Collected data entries
________
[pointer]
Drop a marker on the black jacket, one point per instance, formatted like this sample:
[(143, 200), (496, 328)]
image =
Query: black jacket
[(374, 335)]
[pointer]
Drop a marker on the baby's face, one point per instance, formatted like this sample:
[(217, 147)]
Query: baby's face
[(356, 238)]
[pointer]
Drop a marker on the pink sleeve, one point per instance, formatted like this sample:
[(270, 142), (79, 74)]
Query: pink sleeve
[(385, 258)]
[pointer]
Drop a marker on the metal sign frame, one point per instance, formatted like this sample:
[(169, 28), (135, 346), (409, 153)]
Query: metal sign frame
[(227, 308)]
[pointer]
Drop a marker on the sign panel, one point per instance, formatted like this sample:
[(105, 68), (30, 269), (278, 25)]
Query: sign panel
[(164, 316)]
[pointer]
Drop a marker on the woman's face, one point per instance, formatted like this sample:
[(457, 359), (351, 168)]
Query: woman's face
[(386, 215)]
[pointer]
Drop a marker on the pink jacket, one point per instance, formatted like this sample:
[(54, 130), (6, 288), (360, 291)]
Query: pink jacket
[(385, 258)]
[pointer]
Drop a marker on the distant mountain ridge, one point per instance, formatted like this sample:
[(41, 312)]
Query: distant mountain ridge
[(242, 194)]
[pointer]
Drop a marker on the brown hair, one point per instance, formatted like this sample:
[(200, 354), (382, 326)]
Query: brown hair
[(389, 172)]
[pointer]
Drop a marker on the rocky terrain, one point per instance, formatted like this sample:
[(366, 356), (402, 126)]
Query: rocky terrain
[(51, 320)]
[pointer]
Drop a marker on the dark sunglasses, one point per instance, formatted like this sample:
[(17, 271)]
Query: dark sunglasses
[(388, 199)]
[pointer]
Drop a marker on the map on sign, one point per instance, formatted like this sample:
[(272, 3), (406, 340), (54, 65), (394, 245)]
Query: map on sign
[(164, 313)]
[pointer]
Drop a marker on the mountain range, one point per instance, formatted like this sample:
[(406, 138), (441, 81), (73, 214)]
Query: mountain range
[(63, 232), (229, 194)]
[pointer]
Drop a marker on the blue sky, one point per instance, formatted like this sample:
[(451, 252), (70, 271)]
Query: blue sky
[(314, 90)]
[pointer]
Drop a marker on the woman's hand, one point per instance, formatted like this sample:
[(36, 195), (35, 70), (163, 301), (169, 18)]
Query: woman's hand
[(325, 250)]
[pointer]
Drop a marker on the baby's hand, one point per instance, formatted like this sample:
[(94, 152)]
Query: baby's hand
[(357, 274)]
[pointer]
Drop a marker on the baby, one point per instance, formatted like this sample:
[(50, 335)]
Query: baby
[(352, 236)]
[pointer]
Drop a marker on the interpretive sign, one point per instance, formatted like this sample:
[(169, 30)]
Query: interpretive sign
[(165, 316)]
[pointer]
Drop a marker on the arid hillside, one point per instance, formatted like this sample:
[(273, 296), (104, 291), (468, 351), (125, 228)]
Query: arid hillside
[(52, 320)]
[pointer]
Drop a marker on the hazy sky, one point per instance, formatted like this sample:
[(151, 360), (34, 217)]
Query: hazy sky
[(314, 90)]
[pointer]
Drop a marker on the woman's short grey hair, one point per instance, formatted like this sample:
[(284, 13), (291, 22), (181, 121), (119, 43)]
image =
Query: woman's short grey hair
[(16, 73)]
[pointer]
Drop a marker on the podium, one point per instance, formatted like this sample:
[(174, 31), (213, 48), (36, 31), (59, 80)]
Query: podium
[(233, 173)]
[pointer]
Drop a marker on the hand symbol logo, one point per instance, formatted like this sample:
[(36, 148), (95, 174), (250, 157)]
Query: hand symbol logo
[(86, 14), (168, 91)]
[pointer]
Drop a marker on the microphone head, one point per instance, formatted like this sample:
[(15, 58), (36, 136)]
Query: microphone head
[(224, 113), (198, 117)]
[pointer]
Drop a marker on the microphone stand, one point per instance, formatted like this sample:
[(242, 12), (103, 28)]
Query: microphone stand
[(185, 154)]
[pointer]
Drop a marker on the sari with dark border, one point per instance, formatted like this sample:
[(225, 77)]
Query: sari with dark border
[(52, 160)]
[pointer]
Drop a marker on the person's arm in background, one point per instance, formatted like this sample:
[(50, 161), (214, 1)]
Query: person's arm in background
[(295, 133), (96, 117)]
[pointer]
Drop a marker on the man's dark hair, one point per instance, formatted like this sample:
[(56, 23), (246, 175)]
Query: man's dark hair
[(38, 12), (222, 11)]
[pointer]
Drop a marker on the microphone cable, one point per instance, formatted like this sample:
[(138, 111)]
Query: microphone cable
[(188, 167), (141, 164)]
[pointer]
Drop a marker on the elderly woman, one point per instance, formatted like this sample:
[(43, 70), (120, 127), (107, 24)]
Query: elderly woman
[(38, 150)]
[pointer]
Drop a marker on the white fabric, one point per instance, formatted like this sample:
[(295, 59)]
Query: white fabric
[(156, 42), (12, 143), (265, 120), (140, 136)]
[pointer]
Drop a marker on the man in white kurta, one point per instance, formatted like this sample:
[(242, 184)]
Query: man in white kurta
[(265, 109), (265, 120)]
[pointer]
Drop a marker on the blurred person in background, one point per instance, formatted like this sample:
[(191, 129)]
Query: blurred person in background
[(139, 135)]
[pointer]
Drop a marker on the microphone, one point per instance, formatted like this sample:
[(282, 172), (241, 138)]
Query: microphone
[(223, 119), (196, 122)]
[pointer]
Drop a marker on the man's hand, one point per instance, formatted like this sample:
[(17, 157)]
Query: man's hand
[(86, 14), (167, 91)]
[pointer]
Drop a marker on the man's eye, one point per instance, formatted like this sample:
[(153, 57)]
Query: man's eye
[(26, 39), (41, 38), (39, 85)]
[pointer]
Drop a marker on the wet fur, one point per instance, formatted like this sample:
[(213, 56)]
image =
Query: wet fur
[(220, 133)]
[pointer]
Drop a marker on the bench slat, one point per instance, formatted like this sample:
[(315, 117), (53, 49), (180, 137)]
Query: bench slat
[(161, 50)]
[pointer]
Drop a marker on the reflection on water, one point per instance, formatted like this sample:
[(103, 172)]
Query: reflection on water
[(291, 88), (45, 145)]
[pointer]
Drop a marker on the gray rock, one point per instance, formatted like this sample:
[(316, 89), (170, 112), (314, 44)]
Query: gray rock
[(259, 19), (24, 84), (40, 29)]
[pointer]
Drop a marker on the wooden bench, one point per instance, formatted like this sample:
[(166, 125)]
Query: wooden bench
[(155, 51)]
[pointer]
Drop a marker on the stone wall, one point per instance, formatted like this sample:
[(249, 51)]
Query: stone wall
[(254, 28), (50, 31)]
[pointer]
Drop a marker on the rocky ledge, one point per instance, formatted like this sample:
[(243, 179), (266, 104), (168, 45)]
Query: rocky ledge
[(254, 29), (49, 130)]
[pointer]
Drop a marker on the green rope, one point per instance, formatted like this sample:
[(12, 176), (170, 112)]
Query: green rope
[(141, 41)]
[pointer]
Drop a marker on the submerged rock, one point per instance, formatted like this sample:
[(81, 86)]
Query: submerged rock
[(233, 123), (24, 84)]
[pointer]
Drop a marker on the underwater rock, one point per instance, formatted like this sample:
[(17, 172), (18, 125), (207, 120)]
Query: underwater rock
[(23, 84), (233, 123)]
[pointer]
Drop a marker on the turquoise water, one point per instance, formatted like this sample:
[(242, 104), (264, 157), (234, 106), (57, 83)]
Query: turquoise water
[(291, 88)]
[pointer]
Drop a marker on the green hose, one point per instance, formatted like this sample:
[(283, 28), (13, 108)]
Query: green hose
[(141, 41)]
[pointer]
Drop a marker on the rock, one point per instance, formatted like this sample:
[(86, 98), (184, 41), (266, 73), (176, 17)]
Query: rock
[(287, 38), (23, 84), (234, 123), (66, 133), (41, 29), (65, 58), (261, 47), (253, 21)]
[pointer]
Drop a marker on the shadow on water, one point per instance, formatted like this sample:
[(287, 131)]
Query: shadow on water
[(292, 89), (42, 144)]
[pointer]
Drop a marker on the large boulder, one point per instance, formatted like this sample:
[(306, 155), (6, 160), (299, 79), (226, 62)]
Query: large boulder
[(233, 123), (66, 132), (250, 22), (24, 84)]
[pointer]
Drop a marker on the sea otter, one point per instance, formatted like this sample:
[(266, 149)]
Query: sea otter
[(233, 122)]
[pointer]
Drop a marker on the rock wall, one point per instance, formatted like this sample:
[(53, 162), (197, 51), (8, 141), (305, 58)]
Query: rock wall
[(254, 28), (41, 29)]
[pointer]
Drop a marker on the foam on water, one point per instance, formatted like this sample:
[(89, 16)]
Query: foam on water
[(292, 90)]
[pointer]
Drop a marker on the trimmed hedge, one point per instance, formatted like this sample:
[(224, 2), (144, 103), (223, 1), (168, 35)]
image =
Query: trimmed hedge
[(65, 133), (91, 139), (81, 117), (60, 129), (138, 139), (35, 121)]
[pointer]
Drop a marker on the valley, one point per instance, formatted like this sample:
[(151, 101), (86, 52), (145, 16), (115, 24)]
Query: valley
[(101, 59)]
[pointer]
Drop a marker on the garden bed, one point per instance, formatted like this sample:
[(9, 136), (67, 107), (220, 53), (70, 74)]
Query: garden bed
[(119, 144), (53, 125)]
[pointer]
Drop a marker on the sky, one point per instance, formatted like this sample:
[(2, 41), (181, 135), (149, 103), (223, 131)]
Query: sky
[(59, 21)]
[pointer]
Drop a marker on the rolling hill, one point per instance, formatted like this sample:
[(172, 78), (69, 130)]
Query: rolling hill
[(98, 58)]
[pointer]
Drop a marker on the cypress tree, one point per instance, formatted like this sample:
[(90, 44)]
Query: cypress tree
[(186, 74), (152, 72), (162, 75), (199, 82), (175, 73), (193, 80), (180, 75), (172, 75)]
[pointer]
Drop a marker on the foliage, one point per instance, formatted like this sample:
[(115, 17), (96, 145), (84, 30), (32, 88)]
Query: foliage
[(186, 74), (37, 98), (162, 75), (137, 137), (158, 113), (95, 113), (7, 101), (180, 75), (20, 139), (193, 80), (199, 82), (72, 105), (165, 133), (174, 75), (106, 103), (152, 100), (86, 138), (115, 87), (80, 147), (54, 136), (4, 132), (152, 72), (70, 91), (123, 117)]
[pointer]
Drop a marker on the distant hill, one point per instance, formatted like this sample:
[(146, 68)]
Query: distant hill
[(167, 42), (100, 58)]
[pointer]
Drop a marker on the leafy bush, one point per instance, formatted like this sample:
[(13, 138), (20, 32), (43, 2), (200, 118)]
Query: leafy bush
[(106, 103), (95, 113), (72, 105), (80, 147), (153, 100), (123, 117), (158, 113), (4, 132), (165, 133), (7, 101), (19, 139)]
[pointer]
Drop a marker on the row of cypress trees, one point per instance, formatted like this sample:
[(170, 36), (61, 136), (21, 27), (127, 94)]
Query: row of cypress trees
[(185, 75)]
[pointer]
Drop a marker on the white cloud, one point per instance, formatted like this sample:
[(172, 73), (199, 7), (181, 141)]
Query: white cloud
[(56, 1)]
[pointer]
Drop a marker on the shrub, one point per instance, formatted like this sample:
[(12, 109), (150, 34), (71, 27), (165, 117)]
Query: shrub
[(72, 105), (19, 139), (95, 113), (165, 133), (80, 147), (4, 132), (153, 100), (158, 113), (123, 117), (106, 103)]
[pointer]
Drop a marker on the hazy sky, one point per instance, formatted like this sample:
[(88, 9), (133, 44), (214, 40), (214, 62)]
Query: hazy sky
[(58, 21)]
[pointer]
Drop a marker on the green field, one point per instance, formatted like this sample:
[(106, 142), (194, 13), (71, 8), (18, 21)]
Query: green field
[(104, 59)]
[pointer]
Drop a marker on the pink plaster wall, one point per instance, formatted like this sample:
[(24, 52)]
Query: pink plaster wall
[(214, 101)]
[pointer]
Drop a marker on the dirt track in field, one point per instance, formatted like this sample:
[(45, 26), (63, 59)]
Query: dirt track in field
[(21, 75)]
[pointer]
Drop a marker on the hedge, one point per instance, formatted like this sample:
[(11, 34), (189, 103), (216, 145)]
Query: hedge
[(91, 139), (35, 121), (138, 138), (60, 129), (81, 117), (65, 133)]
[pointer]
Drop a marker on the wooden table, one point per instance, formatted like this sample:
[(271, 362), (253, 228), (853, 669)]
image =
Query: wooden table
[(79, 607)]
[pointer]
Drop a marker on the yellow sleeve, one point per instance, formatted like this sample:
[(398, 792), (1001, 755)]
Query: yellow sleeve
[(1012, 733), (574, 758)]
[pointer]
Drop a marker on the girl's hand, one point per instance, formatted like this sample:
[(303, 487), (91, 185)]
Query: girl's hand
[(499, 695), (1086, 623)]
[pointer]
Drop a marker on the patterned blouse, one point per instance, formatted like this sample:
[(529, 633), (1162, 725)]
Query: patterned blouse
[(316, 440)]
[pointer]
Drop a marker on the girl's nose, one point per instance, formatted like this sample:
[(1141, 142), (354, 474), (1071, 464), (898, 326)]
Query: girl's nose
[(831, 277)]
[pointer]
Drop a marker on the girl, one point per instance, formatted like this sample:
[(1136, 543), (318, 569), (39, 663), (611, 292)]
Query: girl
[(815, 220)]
________
Exercise requirements: With the line that has "[(287, 131)]" as the first and the line that has "[(53, 162), (197, 51), (8, 141), (305, 58)]" as the last, repeat exactly that run of lines above and no more.

Problem solution:
[(287, 131)]
Query: shadow on water
[(292, 89), (42, 144)]
[pointer]
Drop a marker on the large boulder, one point per instance, formatted like this sample:
[(306, 155), (6, 160), (299, 79), (226, 62)]
Query: large boulder
[(233, 123), (66, 132), (250, 22), (24, 84)]
[pointer]
Drop a marker on the sea otter, one point per instance, formatted like this sample:
[(266, 149)]
Query: sea otter
[(233, 122)]
[pointer]
Drop a marker on the rock wall, one point per instance, formatted like this sample:
[(53, 162), (197, 51), (8, 141), (305, 58)]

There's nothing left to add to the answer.